**Text segment:**
Cliff Jumping, Not For Sport, But Survival

Kierra Johnson

There is a new future ahead of us, a new way of operating. A collective force is propelling us to navigate the uncertainty of this time. For once, we don't feel alone. The last couple of years have been cliff jumping, not for sport, but survival.

I know this feeling all too well.

As a Black, Muslim, woman my entire life has been cliff diving into an ocean of uncertainty, never familiarizing the qualities of waves for they don't stay too long, and befriending the corners of walls where my intersects never fail to comfort me. I feel I've mastered the art of transitions, but I've come to realize that I'm desensitized and can chameleon my way into a new environment without assessing my mental wellbeing. This “in-between" moment has been a home of mine for as long as I remember. 

I was forced to move into a new apartment amidst the pandemic, moved back and forth between SLC and NYC, transitioned to teach remotely, prepared Cirri to host online events, tried to find the heartbeat of my aunt's soulless body, dealt with a lot of personal and familial grievances, and actively participated in a global movement to fight police brutality against bodies like mine. It has been a cyclical and introspective journey that encouraged me to put words on the emotions I felt. It prompted me to unpack a lot about my identity, my relationships, and to realize I can no longer be a sanctuary that harbors distress.

**Exercise details:** Write the next part of the essay about cliff jumping for survival, picking up after its last sentence. The lines that follow have no connection to the essay.

**Data:**
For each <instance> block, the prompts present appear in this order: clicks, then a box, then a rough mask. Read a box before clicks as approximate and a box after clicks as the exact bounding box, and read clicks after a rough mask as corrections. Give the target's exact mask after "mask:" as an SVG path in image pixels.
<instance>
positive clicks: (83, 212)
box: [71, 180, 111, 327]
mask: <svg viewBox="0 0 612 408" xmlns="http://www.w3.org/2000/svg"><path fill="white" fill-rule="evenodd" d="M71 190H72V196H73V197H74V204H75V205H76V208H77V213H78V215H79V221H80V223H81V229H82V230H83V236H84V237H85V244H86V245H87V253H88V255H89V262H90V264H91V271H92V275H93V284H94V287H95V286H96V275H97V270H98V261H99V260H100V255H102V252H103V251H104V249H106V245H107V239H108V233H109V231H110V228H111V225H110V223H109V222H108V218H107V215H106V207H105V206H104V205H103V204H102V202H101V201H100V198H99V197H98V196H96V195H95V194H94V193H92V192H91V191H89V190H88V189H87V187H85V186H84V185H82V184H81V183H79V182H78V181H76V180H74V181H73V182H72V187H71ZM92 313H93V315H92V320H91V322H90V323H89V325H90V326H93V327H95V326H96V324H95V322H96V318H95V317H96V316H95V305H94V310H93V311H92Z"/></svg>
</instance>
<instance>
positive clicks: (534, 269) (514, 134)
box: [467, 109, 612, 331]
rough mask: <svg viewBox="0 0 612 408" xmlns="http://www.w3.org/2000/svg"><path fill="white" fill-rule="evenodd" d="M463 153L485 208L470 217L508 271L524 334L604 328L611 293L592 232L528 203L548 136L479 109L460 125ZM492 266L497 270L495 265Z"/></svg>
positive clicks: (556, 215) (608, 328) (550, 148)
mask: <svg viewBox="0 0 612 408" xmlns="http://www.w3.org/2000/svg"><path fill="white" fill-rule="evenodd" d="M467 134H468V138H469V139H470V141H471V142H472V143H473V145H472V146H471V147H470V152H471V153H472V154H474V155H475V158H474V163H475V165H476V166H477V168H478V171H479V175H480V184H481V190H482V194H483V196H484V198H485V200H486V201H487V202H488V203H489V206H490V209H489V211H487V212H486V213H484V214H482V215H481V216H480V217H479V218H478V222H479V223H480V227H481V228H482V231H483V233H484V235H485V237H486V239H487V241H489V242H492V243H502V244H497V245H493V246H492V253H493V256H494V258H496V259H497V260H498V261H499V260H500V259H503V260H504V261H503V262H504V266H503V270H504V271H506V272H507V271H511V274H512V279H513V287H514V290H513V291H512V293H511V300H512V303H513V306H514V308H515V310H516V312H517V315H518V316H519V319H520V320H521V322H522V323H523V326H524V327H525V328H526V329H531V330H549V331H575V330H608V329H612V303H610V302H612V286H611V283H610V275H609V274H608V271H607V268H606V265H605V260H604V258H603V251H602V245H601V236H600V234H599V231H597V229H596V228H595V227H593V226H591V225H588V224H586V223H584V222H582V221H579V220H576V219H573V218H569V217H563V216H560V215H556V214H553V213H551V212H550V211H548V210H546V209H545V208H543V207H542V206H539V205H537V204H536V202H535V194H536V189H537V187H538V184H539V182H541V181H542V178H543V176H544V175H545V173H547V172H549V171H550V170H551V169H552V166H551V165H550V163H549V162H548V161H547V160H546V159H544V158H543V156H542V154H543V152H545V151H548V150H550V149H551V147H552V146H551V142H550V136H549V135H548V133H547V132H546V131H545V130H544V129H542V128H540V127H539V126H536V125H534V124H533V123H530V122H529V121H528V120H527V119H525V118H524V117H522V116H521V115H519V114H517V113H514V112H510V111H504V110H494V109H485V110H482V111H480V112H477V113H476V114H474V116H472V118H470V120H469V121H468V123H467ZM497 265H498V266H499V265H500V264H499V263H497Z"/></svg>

**Response to the task:**
I can no longer normalize tolerating uncertainty, pain, and anxiety alone. I shouldn't have the endurance to jump off cliffs because the ground should be safe enough to hold me. 

 

As Black women, we are never encouraged to stop and reflect, to stop and re-energize, to refuel. We are only encouraged to keep going. This type of merciless action towards our own bodies is self-betrayal and most of the time, we aren’t even consciously aware of the internalized deceit we have. 

With support from friends, I finally was able to articulate that I have gone through many life transitions and have been carrying a load of each one into the next phase of my life. Like a cascade of misfortunes, everything I touched burned, everything I created crumbled, and my emotional breakdown wouldn't let me jump off this cliff. I knew that if I tried, I wouldn't survive. It took a lot of backpedaling and putting a name for every time I was going through a transition.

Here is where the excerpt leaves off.